■ What this task involves ■
Pick out every line in the listing below that contains the string "standing", and copy each one. Matching is case-sensitive.

■ Listed records ■
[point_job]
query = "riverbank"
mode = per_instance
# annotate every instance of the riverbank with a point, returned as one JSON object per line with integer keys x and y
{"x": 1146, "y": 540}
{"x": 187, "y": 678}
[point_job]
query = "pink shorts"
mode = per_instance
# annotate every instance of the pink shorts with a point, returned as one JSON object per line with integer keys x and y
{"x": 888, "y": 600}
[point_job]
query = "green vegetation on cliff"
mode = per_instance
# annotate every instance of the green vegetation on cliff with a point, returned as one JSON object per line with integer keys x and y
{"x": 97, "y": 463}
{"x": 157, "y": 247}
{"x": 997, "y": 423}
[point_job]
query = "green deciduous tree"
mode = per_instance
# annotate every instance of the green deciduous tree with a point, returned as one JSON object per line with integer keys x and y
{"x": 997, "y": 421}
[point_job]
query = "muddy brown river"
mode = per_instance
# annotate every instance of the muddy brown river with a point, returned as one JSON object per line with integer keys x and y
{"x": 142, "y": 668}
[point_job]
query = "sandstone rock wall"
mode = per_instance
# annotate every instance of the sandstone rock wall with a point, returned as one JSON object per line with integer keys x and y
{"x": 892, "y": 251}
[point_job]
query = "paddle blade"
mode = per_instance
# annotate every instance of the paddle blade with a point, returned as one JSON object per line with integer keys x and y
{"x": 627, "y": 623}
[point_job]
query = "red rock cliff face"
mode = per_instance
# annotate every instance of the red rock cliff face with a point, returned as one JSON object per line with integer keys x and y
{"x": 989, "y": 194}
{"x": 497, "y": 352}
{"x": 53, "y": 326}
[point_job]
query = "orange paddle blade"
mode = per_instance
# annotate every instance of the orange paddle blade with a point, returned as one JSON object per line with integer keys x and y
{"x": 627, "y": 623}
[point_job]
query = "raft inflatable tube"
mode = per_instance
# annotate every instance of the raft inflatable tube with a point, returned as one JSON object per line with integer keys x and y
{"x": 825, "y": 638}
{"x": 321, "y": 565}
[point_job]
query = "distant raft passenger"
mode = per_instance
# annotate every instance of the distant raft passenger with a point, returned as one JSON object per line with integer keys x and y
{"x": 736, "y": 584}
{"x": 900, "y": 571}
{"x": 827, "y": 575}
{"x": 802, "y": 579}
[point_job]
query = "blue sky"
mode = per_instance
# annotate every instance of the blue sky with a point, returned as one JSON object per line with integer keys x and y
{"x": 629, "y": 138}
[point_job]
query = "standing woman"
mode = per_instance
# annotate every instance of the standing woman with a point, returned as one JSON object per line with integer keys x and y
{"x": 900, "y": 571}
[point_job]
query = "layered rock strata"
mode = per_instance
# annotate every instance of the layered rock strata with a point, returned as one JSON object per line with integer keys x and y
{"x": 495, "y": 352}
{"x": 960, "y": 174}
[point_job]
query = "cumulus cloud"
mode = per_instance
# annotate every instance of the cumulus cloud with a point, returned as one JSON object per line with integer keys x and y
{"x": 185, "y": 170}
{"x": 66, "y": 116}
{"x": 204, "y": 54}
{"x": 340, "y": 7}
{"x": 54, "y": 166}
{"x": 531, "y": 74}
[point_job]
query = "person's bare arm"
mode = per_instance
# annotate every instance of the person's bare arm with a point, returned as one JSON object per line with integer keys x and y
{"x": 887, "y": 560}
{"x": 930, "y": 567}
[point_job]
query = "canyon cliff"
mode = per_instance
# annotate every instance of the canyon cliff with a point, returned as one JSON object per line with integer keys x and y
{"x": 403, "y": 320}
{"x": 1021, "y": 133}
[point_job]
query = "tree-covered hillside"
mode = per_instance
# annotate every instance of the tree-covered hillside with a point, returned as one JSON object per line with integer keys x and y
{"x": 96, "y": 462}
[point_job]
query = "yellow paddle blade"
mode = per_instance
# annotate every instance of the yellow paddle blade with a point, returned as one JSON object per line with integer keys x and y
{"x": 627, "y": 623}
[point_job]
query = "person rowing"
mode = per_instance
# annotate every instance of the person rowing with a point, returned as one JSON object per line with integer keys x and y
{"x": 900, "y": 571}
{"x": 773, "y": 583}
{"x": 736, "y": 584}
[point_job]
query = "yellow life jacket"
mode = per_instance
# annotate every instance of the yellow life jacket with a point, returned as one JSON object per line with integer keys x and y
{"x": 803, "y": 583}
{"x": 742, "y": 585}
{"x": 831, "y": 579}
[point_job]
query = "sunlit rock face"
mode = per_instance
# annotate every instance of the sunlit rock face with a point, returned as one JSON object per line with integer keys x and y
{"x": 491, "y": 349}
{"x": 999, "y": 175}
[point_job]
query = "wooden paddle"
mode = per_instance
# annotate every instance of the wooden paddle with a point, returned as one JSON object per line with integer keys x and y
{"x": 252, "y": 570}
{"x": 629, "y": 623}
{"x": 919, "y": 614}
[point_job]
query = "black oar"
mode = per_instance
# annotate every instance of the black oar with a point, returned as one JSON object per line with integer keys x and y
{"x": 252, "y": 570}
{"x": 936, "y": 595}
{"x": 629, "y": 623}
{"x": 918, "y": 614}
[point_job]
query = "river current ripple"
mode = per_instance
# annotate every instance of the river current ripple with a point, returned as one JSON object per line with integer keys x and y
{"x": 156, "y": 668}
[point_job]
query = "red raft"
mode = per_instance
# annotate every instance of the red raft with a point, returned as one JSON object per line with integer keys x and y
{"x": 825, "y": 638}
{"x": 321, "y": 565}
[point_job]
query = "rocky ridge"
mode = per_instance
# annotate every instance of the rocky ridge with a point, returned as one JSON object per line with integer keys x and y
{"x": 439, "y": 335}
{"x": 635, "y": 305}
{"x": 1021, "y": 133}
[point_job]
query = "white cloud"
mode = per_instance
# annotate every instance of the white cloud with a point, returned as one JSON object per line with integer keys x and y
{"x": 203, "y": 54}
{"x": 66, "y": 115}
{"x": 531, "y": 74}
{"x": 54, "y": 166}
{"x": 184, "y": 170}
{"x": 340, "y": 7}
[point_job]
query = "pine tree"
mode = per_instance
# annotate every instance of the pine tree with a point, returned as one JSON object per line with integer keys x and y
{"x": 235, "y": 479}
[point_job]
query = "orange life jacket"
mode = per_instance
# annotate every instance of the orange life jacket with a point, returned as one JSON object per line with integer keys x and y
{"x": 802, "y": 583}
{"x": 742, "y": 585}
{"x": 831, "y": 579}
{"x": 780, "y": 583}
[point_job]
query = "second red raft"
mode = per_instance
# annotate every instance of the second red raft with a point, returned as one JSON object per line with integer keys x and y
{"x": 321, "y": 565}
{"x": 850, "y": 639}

■ Task output ■
query = "standing woman"
# annotate every instance of the standing woman with a point, returned as one JSON object per line with integer keys x and y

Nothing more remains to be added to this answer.